**DESCRIPTION OF THE TASK:**
Copy out everything from the line containing "of the dark" down to the end of the records, requests included. Scale every x and y coordinate in the answers by 2.05 and round each to a whole number, with halves rounded up.

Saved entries
-- start --
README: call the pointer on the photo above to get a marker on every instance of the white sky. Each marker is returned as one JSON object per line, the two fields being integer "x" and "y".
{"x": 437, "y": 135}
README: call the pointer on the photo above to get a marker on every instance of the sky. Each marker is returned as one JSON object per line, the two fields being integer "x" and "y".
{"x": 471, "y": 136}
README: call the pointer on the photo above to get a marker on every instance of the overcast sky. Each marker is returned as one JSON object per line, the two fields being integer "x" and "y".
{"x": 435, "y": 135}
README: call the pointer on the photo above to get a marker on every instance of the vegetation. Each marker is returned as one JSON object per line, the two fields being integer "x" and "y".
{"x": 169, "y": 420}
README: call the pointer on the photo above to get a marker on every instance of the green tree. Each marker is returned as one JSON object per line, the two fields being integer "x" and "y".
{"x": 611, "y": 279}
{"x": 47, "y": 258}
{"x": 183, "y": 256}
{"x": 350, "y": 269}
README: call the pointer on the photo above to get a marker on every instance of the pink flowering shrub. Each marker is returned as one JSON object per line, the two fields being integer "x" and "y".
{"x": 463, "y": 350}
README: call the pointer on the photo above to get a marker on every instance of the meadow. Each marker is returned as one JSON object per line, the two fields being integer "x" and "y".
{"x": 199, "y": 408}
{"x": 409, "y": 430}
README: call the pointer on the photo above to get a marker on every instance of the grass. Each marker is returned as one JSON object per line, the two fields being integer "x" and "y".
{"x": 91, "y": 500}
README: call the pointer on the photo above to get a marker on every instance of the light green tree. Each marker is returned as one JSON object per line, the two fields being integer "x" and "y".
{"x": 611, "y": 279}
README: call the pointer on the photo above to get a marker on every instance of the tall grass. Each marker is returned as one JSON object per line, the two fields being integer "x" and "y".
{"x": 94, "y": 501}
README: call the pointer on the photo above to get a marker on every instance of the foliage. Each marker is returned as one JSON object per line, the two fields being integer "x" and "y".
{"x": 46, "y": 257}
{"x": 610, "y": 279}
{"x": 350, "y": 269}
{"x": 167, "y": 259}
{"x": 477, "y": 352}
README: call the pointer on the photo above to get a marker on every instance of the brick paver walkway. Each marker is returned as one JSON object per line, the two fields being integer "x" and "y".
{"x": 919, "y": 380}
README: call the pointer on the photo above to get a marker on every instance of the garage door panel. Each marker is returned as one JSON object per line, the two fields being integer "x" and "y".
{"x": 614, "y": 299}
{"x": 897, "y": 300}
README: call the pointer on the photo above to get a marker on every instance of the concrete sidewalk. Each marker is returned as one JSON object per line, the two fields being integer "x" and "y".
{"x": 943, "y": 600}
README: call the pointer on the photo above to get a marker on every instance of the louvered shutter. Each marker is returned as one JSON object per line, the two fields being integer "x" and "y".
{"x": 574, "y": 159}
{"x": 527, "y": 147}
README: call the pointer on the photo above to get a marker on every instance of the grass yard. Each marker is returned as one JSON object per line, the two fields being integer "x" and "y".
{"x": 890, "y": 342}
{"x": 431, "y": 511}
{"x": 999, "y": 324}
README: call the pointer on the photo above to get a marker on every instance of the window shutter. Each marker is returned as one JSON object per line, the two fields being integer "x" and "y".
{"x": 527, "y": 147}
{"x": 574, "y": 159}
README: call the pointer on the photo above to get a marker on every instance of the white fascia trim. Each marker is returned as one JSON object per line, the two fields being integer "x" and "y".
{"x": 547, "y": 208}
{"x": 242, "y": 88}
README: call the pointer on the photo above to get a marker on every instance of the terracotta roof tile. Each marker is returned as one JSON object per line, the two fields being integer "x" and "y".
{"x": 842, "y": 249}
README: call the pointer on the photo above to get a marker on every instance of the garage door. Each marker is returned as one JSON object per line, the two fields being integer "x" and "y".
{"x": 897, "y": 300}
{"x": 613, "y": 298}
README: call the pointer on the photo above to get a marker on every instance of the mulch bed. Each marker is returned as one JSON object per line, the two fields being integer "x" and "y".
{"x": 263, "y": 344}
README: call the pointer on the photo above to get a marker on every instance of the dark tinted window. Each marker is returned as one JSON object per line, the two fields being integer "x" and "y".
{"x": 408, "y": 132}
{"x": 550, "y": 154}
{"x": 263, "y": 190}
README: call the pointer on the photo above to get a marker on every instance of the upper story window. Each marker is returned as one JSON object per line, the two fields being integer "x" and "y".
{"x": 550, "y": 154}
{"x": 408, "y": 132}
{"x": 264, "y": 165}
-- end --
**RESULT BELOW:**
README: call the pointer on the photo above to get a marker on every instance of the dark tinted window. Each marker is returned as one JSON object per line, the two fields being integer "x" and "y".
{"x": 836, "y": 271}
{"x": 1128, "y": 316}
{"x": 539, "y": 390}
README: call the pointer on the photo above to get a marker on every instance of the upper story window. Each marker is returned as one JSON object per line, the two fields being integer "x" and "y".
{"x": 1128, "y": 316}
{"x": 836, "y": 271}
{"x": 541, "y": 338}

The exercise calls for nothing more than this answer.